> [Input data]:
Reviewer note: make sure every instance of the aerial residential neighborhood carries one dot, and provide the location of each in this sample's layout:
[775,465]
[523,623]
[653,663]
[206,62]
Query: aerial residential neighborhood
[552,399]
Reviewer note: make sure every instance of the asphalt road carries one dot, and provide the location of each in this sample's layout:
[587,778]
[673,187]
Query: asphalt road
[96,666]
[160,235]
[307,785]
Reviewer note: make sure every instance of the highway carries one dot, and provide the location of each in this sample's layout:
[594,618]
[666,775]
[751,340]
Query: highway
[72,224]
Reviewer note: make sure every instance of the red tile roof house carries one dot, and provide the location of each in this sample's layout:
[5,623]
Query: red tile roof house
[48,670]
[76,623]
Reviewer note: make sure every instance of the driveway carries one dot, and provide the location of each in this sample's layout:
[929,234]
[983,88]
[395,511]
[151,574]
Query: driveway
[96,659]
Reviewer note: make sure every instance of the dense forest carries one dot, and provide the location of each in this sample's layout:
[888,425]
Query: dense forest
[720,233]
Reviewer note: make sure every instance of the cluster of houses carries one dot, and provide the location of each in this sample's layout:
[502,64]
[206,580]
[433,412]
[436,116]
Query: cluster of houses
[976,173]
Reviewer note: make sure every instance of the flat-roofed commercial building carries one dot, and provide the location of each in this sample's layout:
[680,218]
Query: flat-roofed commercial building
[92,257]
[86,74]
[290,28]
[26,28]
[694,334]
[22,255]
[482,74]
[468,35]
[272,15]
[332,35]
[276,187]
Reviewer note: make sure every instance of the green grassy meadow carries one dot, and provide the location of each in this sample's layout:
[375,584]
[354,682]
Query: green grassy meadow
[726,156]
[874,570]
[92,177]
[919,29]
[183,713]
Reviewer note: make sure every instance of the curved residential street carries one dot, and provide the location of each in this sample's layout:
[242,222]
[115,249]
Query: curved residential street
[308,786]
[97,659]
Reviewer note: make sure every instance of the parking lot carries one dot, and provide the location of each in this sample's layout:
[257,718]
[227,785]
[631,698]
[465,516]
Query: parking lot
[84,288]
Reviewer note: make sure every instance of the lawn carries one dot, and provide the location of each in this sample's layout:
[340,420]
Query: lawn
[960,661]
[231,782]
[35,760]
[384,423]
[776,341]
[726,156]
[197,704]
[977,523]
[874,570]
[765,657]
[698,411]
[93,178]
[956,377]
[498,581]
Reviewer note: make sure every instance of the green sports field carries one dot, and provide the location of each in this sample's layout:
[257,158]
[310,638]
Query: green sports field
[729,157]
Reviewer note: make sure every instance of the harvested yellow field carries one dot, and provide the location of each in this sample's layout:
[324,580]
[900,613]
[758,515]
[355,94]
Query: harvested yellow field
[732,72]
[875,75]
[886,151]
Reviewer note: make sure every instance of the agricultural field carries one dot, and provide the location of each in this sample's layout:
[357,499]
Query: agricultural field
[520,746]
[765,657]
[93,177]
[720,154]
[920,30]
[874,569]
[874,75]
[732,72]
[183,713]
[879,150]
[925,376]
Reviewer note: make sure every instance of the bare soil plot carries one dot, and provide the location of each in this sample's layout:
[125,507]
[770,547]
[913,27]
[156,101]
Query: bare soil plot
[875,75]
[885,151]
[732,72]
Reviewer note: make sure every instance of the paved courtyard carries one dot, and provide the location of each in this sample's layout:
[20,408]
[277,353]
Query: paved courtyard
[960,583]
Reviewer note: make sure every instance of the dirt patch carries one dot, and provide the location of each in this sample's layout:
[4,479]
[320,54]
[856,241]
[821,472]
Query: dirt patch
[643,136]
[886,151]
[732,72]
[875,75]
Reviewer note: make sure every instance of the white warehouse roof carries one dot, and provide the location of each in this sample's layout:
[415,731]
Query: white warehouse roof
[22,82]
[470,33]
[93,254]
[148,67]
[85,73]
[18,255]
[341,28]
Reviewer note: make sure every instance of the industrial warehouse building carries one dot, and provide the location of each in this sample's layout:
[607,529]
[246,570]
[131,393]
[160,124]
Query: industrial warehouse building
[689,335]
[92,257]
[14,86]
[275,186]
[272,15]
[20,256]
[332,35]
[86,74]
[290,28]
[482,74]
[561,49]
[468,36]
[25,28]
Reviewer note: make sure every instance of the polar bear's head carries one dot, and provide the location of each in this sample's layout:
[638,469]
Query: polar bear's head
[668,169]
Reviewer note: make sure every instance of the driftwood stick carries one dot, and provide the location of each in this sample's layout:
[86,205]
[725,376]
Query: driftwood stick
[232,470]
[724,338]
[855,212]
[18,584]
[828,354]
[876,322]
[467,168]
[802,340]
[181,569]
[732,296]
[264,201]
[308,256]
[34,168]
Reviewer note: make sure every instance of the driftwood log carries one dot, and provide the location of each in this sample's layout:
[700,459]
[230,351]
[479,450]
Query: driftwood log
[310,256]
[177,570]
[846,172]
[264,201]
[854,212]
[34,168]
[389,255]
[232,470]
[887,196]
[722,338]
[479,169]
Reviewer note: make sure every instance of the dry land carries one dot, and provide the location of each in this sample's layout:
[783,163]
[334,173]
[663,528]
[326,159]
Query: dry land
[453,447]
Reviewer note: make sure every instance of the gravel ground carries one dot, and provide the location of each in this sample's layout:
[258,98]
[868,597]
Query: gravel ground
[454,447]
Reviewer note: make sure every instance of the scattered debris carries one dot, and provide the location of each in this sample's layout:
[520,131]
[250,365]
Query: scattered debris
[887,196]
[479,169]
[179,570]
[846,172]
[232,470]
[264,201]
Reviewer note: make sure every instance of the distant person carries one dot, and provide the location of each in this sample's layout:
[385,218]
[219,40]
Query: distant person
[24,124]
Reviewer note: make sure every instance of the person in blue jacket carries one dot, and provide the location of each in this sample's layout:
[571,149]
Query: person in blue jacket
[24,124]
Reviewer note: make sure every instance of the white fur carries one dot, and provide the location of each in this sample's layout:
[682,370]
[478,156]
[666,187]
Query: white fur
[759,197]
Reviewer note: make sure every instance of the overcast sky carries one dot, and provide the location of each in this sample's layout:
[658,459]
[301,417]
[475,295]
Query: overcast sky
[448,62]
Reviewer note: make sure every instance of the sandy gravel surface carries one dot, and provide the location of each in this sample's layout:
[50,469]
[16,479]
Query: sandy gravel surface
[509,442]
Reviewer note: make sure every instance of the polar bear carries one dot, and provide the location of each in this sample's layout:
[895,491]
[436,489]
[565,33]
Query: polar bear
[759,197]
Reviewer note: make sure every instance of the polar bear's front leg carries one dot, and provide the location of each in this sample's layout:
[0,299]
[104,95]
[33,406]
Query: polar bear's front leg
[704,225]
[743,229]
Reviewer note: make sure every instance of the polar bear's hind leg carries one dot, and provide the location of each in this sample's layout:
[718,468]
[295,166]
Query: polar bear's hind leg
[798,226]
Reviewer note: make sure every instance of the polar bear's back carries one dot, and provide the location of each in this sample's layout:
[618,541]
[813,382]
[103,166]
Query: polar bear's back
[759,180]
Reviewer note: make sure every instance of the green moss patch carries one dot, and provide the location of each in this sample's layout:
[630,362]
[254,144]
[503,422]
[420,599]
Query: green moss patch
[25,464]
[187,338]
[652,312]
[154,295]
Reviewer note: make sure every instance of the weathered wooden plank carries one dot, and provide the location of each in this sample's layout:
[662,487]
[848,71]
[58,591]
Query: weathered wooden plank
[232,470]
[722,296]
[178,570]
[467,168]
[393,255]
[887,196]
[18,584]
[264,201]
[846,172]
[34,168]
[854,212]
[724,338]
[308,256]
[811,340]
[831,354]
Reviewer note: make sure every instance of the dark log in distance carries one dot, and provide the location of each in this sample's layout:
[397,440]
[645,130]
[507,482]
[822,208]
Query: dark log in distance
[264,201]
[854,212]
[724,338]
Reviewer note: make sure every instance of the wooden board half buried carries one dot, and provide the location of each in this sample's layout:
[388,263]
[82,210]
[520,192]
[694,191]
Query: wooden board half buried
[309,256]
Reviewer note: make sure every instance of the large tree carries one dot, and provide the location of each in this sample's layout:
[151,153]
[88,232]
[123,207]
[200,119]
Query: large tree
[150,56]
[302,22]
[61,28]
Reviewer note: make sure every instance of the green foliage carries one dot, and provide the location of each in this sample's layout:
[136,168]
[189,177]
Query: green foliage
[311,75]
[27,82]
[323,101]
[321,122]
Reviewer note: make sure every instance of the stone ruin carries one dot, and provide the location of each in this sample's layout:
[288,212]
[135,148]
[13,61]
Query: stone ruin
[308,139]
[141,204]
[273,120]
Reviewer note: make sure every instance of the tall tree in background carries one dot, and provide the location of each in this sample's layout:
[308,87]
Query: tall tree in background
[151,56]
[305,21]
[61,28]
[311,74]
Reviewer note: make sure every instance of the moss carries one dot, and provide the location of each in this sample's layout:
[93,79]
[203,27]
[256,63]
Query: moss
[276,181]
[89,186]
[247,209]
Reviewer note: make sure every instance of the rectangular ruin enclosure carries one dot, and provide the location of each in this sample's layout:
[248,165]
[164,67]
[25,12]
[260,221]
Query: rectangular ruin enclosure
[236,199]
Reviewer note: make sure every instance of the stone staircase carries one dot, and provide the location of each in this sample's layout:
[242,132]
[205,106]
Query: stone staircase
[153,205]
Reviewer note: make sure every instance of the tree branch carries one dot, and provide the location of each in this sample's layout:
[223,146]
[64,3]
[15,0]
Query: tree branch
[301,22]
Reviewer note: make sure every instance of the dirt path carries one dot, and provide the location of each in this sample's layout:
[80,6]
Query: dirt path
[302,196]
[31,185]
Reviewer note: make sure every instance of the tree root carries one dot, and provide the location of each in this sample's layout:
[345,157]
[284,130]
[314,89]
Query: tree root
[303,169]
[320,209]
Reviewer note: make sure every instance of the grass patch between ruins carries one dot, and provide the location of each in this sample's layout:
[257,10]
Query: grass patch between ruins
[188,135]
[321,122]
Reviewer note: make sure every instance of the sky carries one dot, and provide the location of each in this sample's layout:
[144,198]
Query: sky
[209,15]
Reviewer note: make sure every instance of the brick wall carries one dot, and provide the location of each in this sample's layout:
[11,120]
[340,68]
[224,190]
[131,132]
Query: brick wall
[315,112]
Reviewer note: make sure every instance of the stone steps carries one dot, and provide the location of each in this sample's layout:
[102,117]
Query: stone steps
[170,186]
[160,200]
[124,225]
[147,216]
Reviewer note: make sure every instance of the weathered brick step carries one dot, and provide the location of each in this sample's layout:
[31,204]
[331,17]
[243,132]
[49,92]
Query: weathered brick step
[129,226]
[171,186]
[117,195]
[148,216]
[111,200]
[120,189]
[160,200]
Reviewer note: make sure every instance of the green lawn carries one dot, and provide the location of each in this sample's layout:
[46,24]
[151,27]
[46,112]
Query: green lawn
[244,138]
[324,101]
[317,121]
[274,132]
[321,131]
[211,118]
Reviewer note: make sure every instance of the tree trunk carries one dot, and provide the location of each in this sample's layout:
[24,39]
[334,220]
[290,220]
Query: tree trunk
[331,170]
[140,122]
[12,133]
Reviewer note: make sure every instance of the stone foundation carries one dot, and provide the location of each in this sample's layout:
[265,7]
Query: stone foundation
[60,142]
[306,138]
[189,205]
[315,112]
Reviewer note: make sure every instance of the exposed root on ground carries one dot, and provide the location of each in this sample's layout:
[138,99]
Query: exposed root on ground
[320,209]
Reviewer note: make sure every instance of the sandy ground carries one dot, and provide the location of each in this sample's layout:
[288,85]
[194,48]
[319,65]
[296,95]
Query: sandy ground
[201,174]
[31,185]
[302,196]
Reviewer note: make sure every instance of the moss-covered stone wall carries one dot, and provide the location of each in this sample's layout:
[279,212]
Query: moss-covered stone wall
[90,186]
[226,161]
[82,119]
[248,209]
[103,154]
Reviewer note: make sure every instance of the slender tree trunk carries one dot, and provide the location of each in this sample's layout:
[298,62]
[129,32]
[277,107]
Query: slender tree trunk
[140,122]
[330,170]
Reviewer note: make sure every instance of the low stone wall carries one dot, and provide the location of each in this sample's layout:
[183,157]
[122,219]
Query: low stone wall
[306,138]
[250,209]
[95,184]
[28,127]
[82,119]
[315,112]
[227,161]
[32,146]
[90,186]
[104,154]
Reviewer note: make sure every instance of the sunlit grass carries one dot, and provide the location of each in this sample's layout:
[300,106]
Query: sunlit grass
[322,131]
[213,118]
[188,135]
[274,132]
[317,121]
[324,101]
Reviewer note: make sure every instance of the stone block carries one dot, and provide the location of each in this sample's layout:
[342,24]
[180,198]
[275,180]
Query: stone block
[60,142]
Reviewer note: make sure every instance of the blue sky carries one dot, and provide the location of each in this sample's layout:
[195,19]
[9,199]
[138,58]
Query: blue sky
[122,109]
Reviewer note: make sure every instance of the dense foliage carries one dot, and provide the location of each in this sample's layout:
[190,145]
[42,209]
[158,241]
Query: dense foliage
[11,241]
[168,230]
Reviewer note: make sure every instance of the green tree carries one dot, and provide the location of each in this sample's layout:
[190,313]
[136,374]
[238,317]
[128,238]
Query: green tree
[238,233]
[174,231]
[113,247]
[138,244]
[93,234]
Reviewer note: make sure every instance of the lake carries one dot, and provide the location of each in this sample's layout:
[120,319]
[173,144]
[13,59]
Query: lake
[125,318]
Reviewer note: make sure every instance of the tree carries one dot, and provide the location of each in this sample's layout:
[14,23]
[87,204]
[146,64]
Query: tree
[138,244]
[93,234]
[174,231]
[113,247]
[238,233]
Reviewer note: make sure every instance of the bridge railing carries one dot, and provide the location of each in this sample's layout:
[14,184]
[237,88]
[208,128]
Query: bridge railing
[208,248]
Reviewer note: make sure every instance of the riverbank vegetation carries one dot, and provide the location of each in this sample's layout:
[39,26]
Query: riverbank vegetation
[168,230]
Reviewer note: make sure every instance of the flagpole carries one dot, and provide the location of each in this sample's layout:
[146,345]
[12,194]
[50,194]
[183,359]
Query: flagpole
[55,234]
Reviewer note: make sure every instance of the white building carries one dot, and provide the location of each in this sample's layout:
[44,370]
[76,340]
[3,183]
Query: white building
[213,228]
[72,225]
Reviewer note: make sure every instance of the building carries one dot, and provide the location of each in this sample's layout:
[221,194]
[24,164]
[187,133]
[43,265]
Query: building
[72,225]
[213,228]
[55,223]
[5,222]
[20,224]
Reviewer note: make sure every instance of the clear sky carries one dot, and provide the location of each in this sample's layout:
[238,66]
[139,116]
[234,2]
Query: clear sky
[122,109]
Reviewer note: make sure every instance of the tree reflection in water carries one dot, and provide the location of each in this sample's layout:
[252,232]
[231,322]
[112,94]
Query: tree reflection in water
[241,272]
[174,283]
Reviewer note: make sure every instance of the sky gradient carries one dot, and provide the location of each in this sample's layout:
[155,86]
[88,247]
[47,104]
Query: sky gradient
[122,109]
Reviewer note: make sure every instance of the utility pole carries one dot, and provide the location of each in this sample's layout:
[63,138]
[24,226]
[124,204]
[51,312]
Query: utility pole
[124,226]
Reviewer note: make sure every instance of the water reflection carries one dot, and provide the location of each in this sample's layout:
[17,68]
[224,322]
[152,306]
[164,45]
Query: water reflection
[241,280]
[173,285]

> [Directions]: The answer must be the line containing "Query: bridge railing" and every line after it to the end of the data, each set down exactly.

> [Task solution]:
Query: bridge railing
[208,248]
Reviewer note: make sure every instance of the riverbank vegetation carries one dot, and provide the location of each in this sample's layout:
[39,26]
Query: riverbank vegetation
[168,230]
Reviewer note: make sure every instance of the flagpole carries one dot, and provide the location of each in this sample's layout:
[146,345]
[12,194]
[50,194]
[183,359]
Query: flagpole
[55,234]
Reviewer note: make sure every instance of the white building carries one dot, and provide the location of each in this sample's layout:
[44,370]
[76,340]
[3,183]
Query: white building
[213,228]
[72,225]
Reviewer note: make sure every instance of the building carries one dot, and provide the location of each in this sample's layout:
[221,194]
[24,164]
[187,133]
[43,265]
Query: building
[72,225]
[213,228]
[55,223]
[5,222]
[20,224]
Reviewer note: make sure every instance of the clear sky carries one dot, and provide the location of each in this sample's layout:
[238,66]
[139,116]
[234,2]
Query: clear sky
[122,109]
Reviewer note: make sure every instance of the tree reflection in water carries one dot, and provide the location of each in this sample's layout:
[252,232]
[231,322]
[112,94]
Query: tree reflection in water
[241,272]
[174,283]
Reviewer note: make sure every instance of the sky gradient carries one dot, and provide the location of each in this sample's layout:
[155,86]
[88,247]
[47,104]
Query: sky gradient
[122,109]
Reviewer note: make sure every instance of the utility pole carries one dot, and provide the location of each in this sample's layout:
[63,138]
[24,226]
[124,204]
[51,312]
Query: utility pole
[124,226]
Reviewer note: make sure every instance of the water reflection carries one dot, and provide the location of each in this sample's layout:
[17,68]
[224,322]
[152,306]
[164,45]
Query: water reflection
[241,280]
[173,285]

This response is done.